■ THE TASK:
Copy each line of the data exactly. Leave nothing out.

START GIVEN DATA

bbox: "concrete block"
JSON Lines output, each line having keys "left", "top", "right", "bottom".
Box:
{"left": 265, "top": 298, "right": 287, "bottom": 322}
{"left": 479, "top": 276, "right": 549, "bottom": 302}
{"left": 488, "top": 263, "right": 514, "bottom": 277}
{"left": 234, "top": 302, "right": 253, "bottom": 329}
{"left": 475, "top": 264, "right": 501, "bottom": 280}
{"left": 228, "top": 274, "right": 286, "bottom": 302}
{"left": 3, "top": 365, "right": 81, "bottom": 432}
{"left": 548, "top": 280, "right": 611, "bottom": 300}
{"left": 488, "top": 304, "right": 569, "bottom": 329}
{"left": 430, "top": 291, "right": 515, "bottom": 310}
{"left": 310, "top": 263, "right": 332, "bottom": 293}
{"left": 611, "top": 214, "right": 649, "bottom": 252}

END GIVEN DATA

■ WRITTEN ANSWER:
bbox: "concrete block"
JSON Lines output, each line having keys "left", "top", "right", "bottom".
Box:
{"left": 265, "top": 298, "right": 287, "bottom": 322}
{"left": 479, "top": 276, "right": 549, "bottom": 302}
{"left": 488, "top": 263, "right": 514, "bottom": 277}
{"left": 234, "top": 302, "right": 253, "bottom": 329}
{"left": 475, "top": 264, "right": 501, "bottom": 280}
{"left": 228, "top": 274, "right": 286, "bottom": 302}
{"left": 3, "top": 365, "right": 81, "bottom": 432}
{"left": 548, "top": 280, "right": 611, "bottom": 300}
{"left": 488, "top": 304, "right": 569, "bottom": 329}
{"left": 430, "top": 291, "right": 515, "bottom": 310}
{"left": 310, "top": 263, "right": 332, "bottom": 293}
{"left": 611, "top": 214, "right": 649, "bottom": 252}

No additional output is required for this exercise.